● **Material provided**
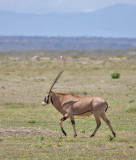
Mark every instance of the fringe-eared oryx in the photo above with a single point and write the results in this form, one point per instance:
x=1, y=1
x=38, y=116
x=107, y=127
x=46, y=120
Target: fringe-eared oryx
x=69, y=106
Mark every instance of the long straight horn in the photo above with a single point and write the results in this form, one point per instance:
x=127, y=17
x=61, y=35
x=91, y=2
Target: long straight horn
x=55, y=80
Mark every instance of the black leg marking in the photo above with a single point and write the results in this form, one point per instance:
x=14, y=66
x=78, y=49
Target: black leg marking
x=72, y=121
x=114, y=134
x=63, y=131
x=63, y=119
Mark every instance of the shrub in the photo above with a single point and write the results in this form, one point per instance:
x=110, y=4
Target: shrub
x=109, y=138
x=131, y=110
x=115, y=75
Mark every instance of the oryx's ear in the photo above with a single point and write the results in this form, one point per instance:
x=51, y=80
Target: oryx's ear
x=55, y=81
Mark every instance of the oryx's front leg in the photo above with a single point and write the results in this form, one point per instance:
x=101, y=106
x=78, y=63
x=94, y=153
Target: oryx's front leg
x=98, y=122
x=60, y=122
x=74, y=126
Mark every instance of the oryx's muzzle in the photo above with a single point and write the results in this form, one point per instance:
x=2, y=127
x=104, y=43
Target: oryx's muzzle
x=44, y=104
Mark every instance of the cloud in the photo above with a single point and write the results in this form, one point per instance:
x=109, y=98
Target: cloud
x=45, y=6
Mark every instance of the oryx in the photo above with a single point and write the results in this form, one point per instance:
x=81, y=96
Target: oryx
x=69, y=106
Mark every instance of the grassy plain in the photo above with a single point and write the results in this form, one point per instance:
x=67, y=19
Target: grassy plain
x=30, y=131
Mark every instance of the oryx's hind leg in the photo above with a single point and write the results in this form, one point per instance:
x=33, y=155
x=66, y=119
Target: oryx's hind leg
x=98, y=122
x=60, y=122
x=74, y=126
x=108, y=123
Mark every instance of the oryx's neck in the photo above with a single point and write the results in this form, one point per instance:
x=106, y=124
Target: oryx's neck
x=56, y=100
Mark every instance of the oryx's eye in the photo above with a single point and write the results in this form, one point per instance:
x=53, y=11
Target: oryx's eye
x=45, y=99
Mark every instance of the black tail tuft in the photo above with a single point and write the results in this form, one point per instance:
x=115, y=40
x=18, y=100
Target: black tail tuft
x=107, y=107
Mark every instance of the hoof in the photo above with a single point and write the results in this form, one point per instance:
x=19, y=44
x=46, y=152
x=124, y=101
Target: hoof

● **Action item**
Transcribe the listing exactly. Its images are to be omitted.

● **Result for this exercise**
Mark every instance of the fringe-eared oryx in the photo above with a single point and write the results in this form, one point per instance:
x=1, y=1
x=38, y=116
x=107, y=127
x=46, y=120
Target: fringe-eared oryx
x=69, y=106
Mark every instance of the long straight horn in the photo above with a single point and write the results in this form, one point per instance:
x=127, y=17
x=61, y=35
x=91, y=2
Target: long straight horn
x=55, y=80
Mark every instance of the black leg marking in the photo above with a single point and write the results in this form, one point per instance:
x=14, y=66
x=78, y=49
Target: black leg marking
x=72, y=121
x=114, y=134
x=63, y=131
x=63, y=119
Mark every instance of the shrub in the photo above with a single point and write the results in this form, one point per instance:
x=110, y=4
Target: shrub
x=109, y=138
x=131, y=110
x=115, y=75
Mark every instance of the oryx's ear in the photo above with a single point and write the results in this form, one point per instance:
x=51, y=80
Target: oryx's ear
x=55, y=81
Mark every instance of the oryx's front leg in the photo above with a single point and write the results in this form, one point per instance:
x=101, y=106
x=78, y=63
x=94, y=153
Target: oryx's front leg
x=98, y=122
x=60, y=122
x=74, y=126
Mark every instance of the oryx's muzzle in the photo above with a single point and write the results in this form, one point per instance:
x=2, y=127
x=104, y=43
Target: oryx's muzzle
x=44, y=104
Mark every instance of the cloud in the photo above with a single point and write the results in this form, one point per instance:
x=109, y=98
Target: cloud
x=45, y=6
Mark every instance of the oryx in the photo above with a single point and write the results in this form, one point per instance:
x=81, y=96
Target: oryx
x=69, y=106
Mark every instance of the grassy plain in the photo above with a single point and write the results in this form, one point per instance:
x=67, y=19
Target: grassy plain
x=30, y=131
Mark every instance of the oryx's hind leg in the photo above with a single point and write the results in this form, one point per instance:
x=33, y=155
x=66, y=119
Target: oryx's hind leg
x=98, y=122
x=60, y=122
x=74, y=126
x=108, y=123
Mark every instance of the oryx's neck in the photo above with a single point and write the results in this form, one point per instance:
x=106, y=124
Target: oryx's neck
x=56, y=100
Mark every instance of the oryx's eye in the photo above with a single point and write the results in this form, one point per instance:
x=53, y=11
Target: oryx's eye
x=45, y=99
Mark every instance of the black tail tuft in the photo above with a single point and write the results in this form, one point per instance:
x=115, y=40
x=18, y=100
Target: black tail tuft
x=107, y=107
Mark every instance of the hoof in the photo above with a single point and write the results in this form, one point per instance:
x=19, y=44
x=46, y=152
x=124, y=101
Target: hoof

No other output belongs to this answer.